> **WHAT THE EXERCISE ASKS**
Convert every line of the entries below into a JSON array of strings, one string per line, omitting blank lines. Leave out the images.

> **DATA SHOWN**

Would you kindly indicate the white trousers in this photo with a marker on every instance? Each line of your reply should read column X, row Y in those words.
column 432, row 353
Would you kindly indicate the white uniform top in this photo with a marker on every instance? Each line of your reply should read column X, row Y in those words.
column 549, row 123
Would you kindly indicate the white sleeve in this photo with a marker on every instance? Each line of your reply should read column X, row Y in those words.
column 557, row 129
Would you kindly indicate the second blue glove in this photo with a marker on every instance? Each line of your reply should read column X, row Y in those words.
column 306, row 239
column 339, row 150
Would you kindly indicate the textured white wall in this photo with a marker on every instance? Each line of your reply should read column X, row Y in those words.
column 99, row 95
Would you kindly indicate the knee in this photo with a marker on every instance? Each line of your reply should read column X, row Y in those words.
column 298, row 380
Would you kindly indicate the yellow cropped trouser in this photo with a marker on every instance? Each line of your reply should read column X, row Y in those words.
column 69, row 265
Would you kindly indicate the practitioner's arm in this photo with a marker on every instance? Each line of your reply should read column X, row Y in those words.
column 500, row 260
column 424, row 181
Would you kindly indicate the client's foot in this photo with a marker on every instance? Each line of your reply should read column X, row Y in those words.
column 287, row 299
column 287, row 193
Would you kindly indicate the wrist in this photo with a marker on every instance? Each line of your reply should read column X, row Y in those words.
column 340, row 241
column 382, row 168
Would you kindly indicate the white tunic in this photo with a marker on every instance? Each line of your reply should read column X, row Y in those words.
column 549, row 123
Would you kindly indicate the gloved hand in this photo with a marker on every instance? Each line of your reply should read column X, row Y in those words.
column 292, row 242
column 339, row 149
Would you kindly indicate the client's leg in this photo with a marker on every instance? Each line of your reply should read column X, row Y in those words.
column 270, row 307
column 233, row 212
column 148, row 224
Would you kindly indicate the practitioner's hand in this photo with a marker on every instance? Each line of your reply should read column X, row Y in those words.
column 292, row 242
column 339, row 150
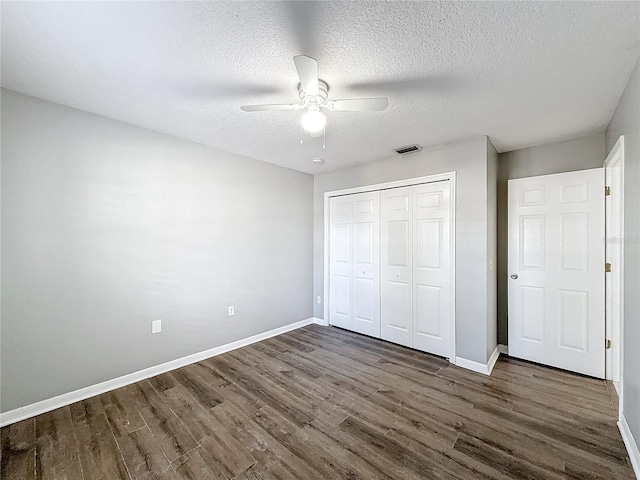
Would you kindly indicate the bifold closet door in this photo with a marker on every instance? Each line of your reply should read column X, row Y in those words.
column 432, row 286
column 416, row 267
column 396, row 272
column 354, row 255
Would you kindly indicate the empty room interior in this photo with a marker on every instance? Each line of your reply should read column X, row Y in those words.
column 320, row 240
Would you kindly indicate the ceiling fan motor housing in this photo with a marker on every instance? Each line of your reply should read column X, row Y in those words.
column 319, row 100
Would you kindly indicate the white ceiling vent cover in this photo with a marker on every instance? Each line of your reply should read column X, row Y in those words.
column 408, row 149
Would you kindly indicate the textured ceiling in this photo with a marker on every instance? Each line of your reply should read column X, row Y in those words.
column 524, row 73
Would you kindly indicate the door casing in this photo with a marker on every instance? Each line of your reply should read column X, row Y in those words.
column 451, row 176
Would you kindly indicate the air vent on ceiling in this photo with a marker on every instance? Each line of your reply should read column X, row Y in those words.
column 408, row 149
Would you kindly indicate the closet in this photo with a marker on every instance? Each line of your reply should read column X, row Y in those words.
column 390, row 265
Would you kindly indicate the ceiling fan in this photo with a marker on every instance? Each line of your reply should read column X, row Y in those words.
column 313, row 94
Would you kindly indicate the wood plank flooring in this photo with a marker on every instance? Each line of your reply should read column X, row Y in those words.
column 323, row 403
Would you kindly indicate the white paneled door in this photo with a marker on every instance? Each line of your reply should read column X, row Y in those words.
column 415, row 275
column 354, row 255
column 556, row 269
column 396, row 275
column 432, row 286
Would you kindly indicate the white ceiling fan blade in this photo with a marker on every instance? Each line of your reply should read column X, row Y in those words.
column 307, row 68
column 359, row 104
column 275, row 106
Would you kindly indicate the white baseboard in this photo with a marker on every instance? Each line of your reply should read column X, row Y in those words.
column 630, row 443
column 43, row 406
column 477, row 366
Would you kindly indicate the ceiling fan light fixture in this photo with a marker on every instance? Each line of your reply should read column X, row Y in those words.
column 313, row 120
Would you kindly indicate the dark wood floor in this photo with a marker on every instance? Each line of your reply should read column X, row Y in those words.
column 322, row 403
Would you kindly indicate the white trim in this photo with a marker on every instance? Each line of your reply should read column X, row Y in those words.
column 616, row 158
column 630, row 443
column 321, row 321
column 43, row 406
column 477, row 366
column 441, row 177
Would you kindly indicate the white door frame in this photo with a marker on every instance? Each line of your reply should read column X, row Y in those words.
column 451, row 176
column 614, row 245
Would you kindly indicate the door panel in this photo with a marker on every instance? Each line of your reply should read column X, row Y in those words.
column 366, row 265
column 556, row 268
column 396, row 273
column 432, row 268
column 340, row 262
column 390, row 265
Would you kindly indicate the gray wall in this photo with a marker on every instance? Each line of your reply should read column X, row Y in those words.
column 492, row 249
column 106, row 227
column 577, row 154
column 626, row 121
column 469, row 160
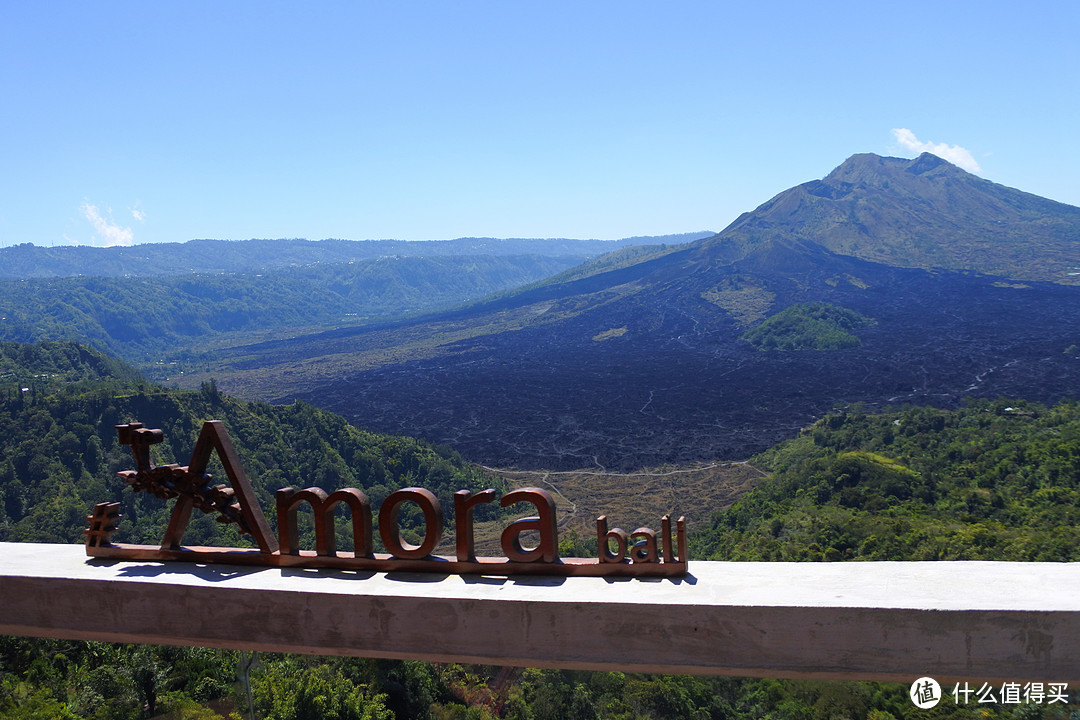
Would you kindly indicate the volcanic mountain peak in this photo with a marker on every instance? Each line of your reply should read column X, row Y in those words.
column 921, row 213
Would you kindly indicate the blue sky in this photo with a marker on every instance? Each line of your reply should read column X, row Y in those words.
column 134, row 122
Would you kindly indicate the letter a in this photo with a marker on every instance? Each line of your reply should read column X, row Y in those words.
column 543, row 522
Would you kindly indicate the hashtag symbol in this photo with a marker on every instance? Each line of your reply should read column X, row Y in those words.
column 103, row 524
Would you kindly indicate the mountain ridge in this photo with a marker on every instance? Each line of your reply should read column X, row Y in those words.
column 921, row 213
column 643, row 363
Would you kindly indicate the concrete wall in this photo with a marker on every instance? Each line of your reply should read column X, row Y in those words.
column 868, row 621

> **RESULT BELOW**
[
  "Would you kindly indicate the white trousers in this photo with a marker on every instance? Each line of your reply should read column X, row Y in those words.",
  "column 432, row 353",
  "Would you kindly indicate the white uniform top in this photo with a marker on every instance? Each line of your reply should read column X, row Y in those words.",
  "column 549, row 123",
  "Would you kindly indicate the white sleeve in this photo with a marker on every instance? Each line of your reply should read column X, row Y in those words.",
  "column 557, row 129",
  "Would you kindly indicate the second blue glove in this photo with a marker on every instance? Each line of your reply should read column X, row Y in those words.",
  "column 306, row 239",
  "column 339, row 150",
  "Would you kindly indicate the textured white wall in this photo with a marker on every instance? Each line of your reply should read column X, row Y in those words.",
  "column 99, row 95",
  "Would you kindly indicate the knee in this photo with a marker on every instance? Each line of your reply should read column X, row Y in those words.",
  "column 298, row 380",
  "Would you kindly indicate the yellow cropped trouser in this photo with a marker on every instance? Each line of your reply should read column X, row Y in those words.",
  "column 69, row 265",
  "Would you kindly indicate the practitioner's arm in this photo with a marker on every instance? Each line of your reply should read column X, row Y in those words.",
  "column 500, row 260",
  "column 424, row 181",
  "Would you kindly indicate the client's foot in this photo with a marker on every instance? Each line of your reply should read column X, row Y in those words.",
  "column 287, row 299",
  "column 287, row 193",
  "Would you kindly indicate the wrist in this photo with a marker on every instance? Each line of your reply should read column X, row Y in those words.",
  "column 340, row 241",
  "column 382, row 168",
  "Would you kindly indicate the white tunic in this photo with a marker on every instance? Each line of your reply should read column X, row Y in those words.",
  "column 549, row 123",
  "Would you kindly indicate the gloved hand in this photo with a marker on every instance? Each line of your reply should read column X, row Y in those words.",
  "column 292, row 242",
  "column 339, row 149",
  "Would you kindly indicate the client's leg in this photo with a marker on every instance? Each line of your reply should read column X, row Y in those words.",
  "column 270, row 307",
  "column 233, row 212",
  "column 148, row 224",
  "Would you kindly indicate the practitioner's hand in this photo with a marker on every instance? Each line of your reply should read column X, row Y in those words.",
  "column 292, row 242",
  "column 339, row 150",
  "Would you kindly indicate the bifold closet door in this photo with a marker on every instance? Each line of your reply should read column X, row Y in those words.",
  "column 432, row 286",
  "column 416, row 267",
  "column 396, row 272",
  "column 354, row 255",
  "Would you kindly indicate the empty room interior in this photo with a marker on every instance? Each line of your reply should read column X, row Y in those words.",
  "column 320, row 240",
  "Would you kindly indicate the ceiling fan motor housing in this photo with a marker on every instance? Each line of your reply should read column X, row Y in those words.",
  "column 319, row 100",
  "Would you kindly indicate the white ceiling vent cover in this photo with a marker on every instance? Each line of your reply should read column X, row Y in those words.",
  "column 408, row 149",
  "Would you kindly indicate the textured ceiling in this photo with a marker on every instance? Each line of your reply should read column X, row Y in those words.",
  "column 524, row 73",
  "Would you kindly indicate the door casing in this photo with a marker on every instance? Each line of your reply should read column X, row Y in those words.",
  "column 451, row 176",
  "Would you kindly indicate the air vent on ceiling in this photo with a marker on every instance? Each line of your reply should read column X, row Y in those words.",
  "column 408, row 149",
  "Would you kindly indicate the closet in this photo with a marker on every instance? Each line of your reply should read column X, row Y in those words.",
  "column 390, row 265",
  "Would you kindly indicate the ceiling fan in this photo with a marker on every instance? Each line of your reply should read column X, row Y in those words.",
  "column 313, row 94",
  "Would you kindly indicate the wood plank flooring in this photo with a marker on every instance? Each line of your reply should read column X, row Y in those words.",
  "column 323, row 403",
  "Would you kindly indicate the white paneled door in this photo with a marker on every instance? Each line of your reply should read column X, row Y in those words.",
  "column 415, row 275",
  "column 354, row 255",
  "column 556, row 269",
  "column 396, row 275",
  "column 432, row 286",
  "Would you kindly indicate the white ceiling fan blade in this photo with a marker on every instance? Each line of your reply should read column X, row Y in those words.",
  "column 307, row 68",
  "column 359, row 104",
  "column 275, row 106",
  "Would you kindly indicate the white baseboard in this photo with a marker on every instance? Each line of your reply should read column X, row Y in those words.",
  "column 630, row 443",
  "column 43, row 406",
  "column 477, row 366",
  "Would you kindly indicate the ceiling fan light fixture in this photo with a marker on every instance? Each line of your reply should read column X, row Y in those words.",
  "column 313, row 120",
  "Would you kindly indicate the dark wood floor in this photo with a marker on every instance? Each line of your reply should read column X, row Y in those words.",
  "column 322, row 403",
  "Would you kindly indicate the white trim in this photo with a marker on every instance? Each line of your reply should read column X, row Y in those words.",
  "column 616, row 158",
  "column 630, row 443",
  "column 321, row 321",
  "column 43, row 406",
  "column 477, row 366",
  "column 441, row 177",
  "Would you kindly indicate the white door frame in this photo with a marker on every instance? Each line of your reply should read column X, row Y in those words.",
  "column 451, row 176",
  "column 614, row 245",
  "Would you kindly indicate the door panel in this photo with a marker on every instance? Each line of your reply should read column X, row Y in those words.",
  "column 366, row 265",
  "column 556, row 268",
  "column 396, row 273",
  "column 432, row 268",
  "column 340, row 262",
  "column 390, row 265",
  "Would you kindly indicate the gray wall in this photo with a marker on every instance? Each line of your reply should read column X, row Y in those words.",
  "column 492, row 249",
  "column 106, row 227",
  "column 577, row 154",
  "column 626, row 121",
  "column 469, row 160",
  "Would you kindly indicate the volcanic mountain peak in this photo with a marker on every instance? Each line of your reply should read column X, row Y in those words.",
  "column 921, row 213",
  "Would you kindly indicate the blue sky in this photo with a marker on every instance? Each line of your reply should read column X, row Y in those words.",
  "column 134, row 122",
  "Would you kindly indicate the letter a in this photo with a marker on every instance? Each line of your reply should read column X, row Y in those words.",
  "column 543, row 522",
  "Would you kindly indicate the hashtag symbol in this photo with a marker on every instance? Each line of your reply should read column X, row Y in those words.",
  "column 103, row 524",
  "Would you kindly indicate the mountain ridge in this photo with a marker on every instance? Each line of your reply should read column X, row Y in those words.",
  "column 921, row 213",
  "column 643, row 363",
  "Would you kindly indicate the concrete wall in this photo with a marker on every instance? Each line of your reply should read column X, row Y in those words.",
  "column 868, row 621"
]